主人公が生理の間は、他の親族の女性が家事を担いに来てくれます。夫と舅は何も手伝わない上に、不浄だから主人公の姿も見たくないと言います。
最初に来た女性は、調理にミキサーを使ったり、主人公と愚痴の様な会話をしたりしますが、二番目の女性は戒律に厳しく、主人公がベッドで寝る事も許さず、ゴザを敷いて床で寝ろと言いました。
これらの描写から、女性の中でも家父長制に従順な人とそうでもない人がいることが分かります。「女性の敵は女性」などと揶揄される状況は、このようなところから生まれるのだと思いました。

 この映画の最後には、生理中の女性を礼拝に参加させない、という戒律に対して「私達は閉経を待てます」というプラカードを持つ女性が映ります。それが一番スマートで行儀が良いと思っているのでしょう。ただ、そのスマートさや行儀の良さは、ともすれば下位男性の心理と同じで、その行為によって得る自尊心は非常に歪だと思います。自分が搾取されていることに全く気付いておらず、生理という「生物的な現象」でさえも上位男性に献上してしまっているのではないでしょうか。

「主人公が食事をするシーンの少なさ」


 この映画では、女性がキッチンの中でひたすらに食材を切って潰して茹でて混ぜて炒めて……と調理した後その鍋や食後の皿を片づける、という描写が泣きたくなる程に何度も続きますが、一方で女性たちが式典以外に食事をする描写がほとんどありません。主人公もまたその一人で、結婚式の時に飲まされていた白い飲み物の次に食事を口にするシーンは、なんと、物語後半の生理期間中(それも二番目の手伝い女性に暗く狭い小部屋に隔離されている時)でした。女性のみが食事の支度をさせられる一方で、女性が自分たちで作った食事を楽しむ描写がない、というのは、社会的に女性の生活というものが軽視されているということを如実に表している気がします。
━━━━━━━━━━━━━━━━━━━━
練習課題 A
記録のうち、「Sports-analytics tagging: mark the white」を含む行から記録の最後の行までを、両端を含めて番号付きリストに整えなさい。空行は除くこと。
━━━━━━━━━━━━━━━━━━━━
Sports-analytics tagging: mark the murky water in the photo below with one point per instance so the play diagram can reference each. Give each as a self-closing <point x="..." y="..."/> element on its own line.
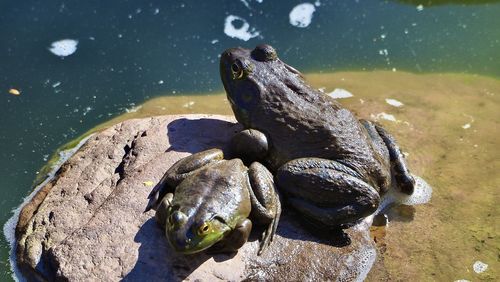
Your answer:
<point x="127" y="52"/>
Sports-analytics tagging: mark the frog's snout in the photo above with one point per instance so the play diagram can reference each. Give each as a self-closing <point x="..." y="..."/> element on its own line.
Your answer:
<point x="177" y="219"/>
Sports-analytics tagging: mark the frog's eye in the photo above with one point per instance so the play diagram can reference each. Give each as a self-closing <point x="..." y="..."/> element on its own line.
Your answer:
<point x="264" y="53"/>
<point x="237" y="70"/>
<point x="203" y="229"/>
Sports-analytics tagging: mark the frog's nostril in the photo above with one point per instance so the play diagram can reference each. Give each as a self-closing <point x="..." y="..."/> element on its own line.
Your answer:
<point x="177" y="219"/>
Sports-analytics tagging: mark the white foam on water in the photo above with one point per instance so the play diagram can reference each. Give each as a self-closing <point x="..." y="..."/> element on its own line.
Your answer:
━━━━━━━━━━━━━━━━━━━━
練習課題 B
映画の中の女性の描かれ方を論じた文章を、最後の文の後から書き継ぎなさい。

演習結果 A
1. Sports-analytics tagging: mark the white foam on water in the photo above with one point per instance so the play diagram can reference each. Give each as a self-closing <point x="..." y="..."/> element on its own line.
2. Your answer:

演習結果 B
「ミルクを運ぶ少女」


 主人公は最終的に、夫と舅に汚水をぶっかけてからキッチンに閉じ込め(どんなに物理的にキッチンに男性陣を閉じ込めても、女性たちの監獄であることに変わりがないのが、また、やるせないです)、夫の家から出て行きますが、この時、一役買ったのがミルク配達の少女です。
 少女は主人公がお嫁に来た時から毎朝ミルクを配達してくれて、たまに小さなプレゼントをくれる、恐らく主人公にとっては束の間の癒しをくれる存在だったと思います。主人公が生理の期間中、またプレゼントを持って来てくれるのですが、その時に「私、洗礼(?)をうけたの」と報告してくれます。家父長制のよりどころである、その宗教の一員になったということです。
 映画の最後、主人公が夫の家を脱出した後、新しい妻を代わりに迎え入れている描写があります。少女は、妻が入れ替わってもなお、ミルクを配達し続けるのでしょうか。少女は、このインドの、生暖かく息苦しい宗教的家父長制度の地獄に取り込まれてしまうのでしょうか。どうしても彼女の未来を憂えてしまいます。

「女性の穴埋めをする女性」


 生理の箇所でも書きましたが、主人公の生理の期間中、代わりに家事をしに来てくれる女性がいました。私はこれがどうも気持ち悪い制度(風習)だと思いました。生理中の女性の代わりに、生理中でない女性が駆り出されてしまうのは、非常に女性たちにとって負担だと思います。まるで、女性の不浄の尻拭いは女性たちで何とかしろと言われているようです。  
そもそも男性がまるで家事を手伝わない(または今日は男たちが料理を作ってやる、と言って調理のあと盛大に台所を散らかしてそのままにしたりする)のが原因なのですが、その穴埋めを頑なに女性にさせるのが気持ち悪いし納得がいきません。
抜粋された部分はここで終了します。